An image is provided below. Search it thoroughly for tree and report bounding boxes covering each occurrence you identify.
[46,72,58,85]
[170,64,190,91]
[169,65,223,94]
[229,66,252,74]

> _Task to complete_:
Give back each entry exactly as it was written.

> _Solution to the problem_:
An image is provided below. Search it thoroughly for tree and report bounding boxes covering each occurrence you identify.
[46,72,58,85]
[170,64,190,91]
[169,65,223,94]
[229,66,252,74]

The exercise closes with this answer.